WHAT YOU SHOULD DO — Copy the listing below word for word, without changing any line.

>>>

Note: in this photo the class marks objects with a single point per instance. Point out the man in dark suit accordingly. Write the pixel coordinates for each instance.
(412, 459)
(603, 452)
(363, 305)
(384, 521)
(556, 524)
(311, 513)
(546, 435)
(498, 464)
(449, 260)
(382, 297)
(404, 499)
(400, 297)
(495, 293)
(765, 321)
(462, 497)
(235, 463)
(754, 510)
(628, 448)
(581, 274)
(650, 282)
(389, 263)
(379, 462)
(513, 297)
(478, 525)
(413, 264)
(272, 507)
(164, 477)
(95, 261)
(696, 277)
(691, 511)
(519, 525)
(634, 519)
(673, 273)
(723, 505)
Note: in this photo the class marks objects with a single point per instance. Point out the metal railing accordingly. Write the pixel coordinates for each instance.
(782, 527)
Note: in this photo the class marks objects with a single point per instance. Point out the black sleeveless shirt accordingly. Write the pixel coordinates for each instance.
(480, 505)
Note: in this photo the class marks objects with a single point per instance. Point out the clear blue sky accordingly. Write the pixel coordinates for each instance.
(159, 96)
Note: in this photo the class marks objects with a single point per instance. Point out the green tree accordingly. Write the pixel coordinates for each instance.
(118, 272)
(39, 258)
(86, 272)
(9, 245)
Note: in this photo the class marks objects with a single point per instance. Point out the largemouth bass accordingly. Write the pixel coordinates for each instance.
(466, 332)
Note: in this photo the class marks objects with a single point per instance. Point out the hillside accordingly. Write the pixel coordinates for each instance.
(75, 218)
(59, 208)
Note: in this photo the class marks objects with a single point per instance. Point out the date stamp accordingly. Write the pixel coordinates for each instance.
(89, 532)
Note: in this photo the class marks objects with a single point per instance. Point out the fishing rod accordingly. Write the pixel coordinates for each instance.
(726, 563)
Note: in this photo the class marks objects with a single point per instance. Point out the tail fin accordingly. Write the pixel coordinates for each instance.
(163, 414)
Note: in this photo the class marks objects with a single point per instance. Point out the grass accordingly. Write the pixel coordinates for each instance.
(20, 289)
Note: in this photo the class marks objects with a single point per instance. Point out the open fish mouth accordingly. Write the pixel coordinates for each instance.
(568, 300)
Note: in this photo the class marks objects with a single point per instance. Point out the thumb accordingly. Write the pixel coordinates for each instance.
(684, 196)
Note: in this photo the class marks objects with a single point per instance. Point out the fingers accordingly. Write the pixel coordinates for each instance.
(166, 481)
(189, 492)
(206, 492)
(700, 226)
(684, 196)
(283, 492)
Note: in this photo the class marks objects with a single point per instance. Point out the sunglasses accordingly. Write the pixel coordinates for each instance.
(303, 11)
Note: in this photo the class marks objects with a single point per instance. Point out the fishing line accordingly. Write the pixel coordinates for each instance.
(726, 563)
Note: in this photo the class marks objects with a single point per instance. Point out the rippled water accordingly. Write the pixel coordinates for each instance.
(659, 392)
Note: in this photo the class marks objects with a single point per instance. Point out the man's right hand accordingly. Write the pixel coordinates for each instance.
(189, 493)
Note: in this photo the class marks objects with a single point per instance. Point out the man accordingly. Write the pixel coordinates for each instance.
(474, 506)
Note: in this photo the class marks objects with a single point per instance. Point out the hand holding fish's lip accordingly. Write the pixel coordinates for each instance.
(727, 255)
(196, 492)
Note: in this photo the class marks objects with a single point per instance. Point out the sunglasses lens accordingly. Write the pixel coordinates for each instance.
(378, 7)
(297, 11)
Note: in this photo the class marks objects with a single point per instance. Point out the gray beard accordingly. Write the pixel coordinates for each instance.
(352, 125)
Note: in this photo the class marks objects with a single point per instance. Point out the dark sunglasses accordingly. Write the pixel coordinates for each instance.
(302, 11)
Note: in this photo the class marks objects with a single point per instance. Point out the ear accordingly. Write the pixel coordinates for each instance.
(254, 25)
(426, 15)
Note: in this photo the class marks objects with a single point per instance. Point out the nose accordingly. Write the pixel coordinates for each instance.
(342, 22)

<<<

RESULT —
Note: in this photo the class marks objects with a single point per instance. Point out the man in dark suit accordingly. Write the pixel coordinates for each instance.
(412, 459)
(603, 452)
(363, 305)
(384, 521)
(556, 524)
(311, 513)
(546, 435)
(498, 464)
(449, 260)
(382, 297)
(404, 499)
(400, 297)
(495, 293)
(765, 321)
(462, 497)
(235, 463)
(754, 510)
(628, 448)
(581, 274)
(650, 282)
(389, 263)
(379, 462)
(513, 297)
(478, 525)
(413, 264)
(272, 507)
(164, 477)
(95, 261)
(696, 277)
(691, 511)
(519, 525)
(634, 519)
(673, 273)
(723, 505)
Note: in this photo the class marks objects with a single point per instance. Point out the metal railing accordingly. Write the pixel coordinates for each instance.
(782, 527)
Note: in this photo the class marks objects with a single point per instance. Point out the black sleeveless shirt accordingly. Write the pixel coordinates for each instance.
(480, 505)
Note: in this photo the class marks objects with a single point per instance. Point out the clear blue sky accordingly. Write the pixel coordinates for each instance.
(159, 96)
Note: in this photo the class marks objects with a single point per instance. Point out the green tree accordingly. Write the pixel coordinates for each instance.
(118, 272)
(39, 258)
(86, 272)
(9, 245)
Note: in this photo the class marks objects with a single point per instance. Point out the largemouth bass accordingly. Write the pixel coordinates for each instance.
(466, 332)
Note: in this photo the class marks objects with a single point per instance. Point out the hillside accordingly. Write the pixel coordinates for each instance.
(75, 218)
(59, 208)
Note: in this photo the class marks objects with a single point per instance. Point out the date stamp accordingly. Write the pixel coordinates for each instance.
(89, 532)
Note: in this photo the class marks objects with a single point per instance. Point out the fishing rod accordingly. Write the pixel coordinates for each instance.
(726, 563)
Note: in this photo the class marks objects with a single point per instance. Point out the tail fin accordingly. Write the pixel coordinates for each instance.
(163, 414)
Note: in this photo the class marks objects with a single point per instance. Point out the grass accordingly. Write the pixel coordinates for each instance.
(20, 289)
Note: in this photo the class marks objects with a single point per instance. Point out the open fish mouth accordingly. Write the pixel coordinates for each instance.
(568, 300)
Note: in this photo the class marks objects with a single point per instance. Point out the thumb accordingly. Write the pixel coordinates for each instance.
(684, 196)
Note: in this photo the class marks objects with a single point per instance. Point out the fingers accordingly. Write the pixel coordinates for each instance.
(166, 481)
(189, 492)
(206, 492)
(700, 226)
(684, 196)
(283, 492)
Note: in this photo the class marks objects with a single point per instance. Point out the sunglasses accordingly. Write the pixel coordinates for each instance.
(303, 11)
Note: in this photo the class marks objects with a single point per instance. Point out the fishing line accordingly. Write the pixel coordinates for each instance.
(726, 563)
Note: in this photo the class marks objects with a single point per instance. Point out the rippled water accordingly. Write the pixel coordinates for each instance.
(659, 392)
Note: in this photo the class marks objects with a single point per instance. Point out the man's right hand accordingly. Write the pixel coordinates for each instance.
(189, 493)
Note: in this photo the class marks objects with a single point per instance. Point out the man accordingly. Write the pixel coordinates for each instance.
(474, 506)
Note: in this photo the class marks objects with a single point per instance. Point out the hand holding fish's lip accordingly. Write the pixel coordinates for each instance.
(727, 255)
(196, 492)
Note: in this photo the class marks objects with a single point per instance. Point out the sunglasses lens accordingly. Write the pixel coordinates for each instance.
(378, 7)
(297, 11)
Note: in this photo the class marks objects with a single point per instance. Point out the gray beard accordingly. Write the pixel coordinates for each instance.
(352, 125)
Note: in this photo the class marks objects with a single point per instance. Point out the dark sunglasses accordingly. Write the pixel coordinates for each instance.
(302, 11)
Note: in this photo the class marks objects with a single point per instance. Point out the ear accordingly. Write the pixel coordinates for each instance.
(254, 25)
(426, 15)
Note: in this photo the class marks objects with a single point per instance. Point out the nose accordingly. Write the pixel coordinates for each instance.
(342, 22)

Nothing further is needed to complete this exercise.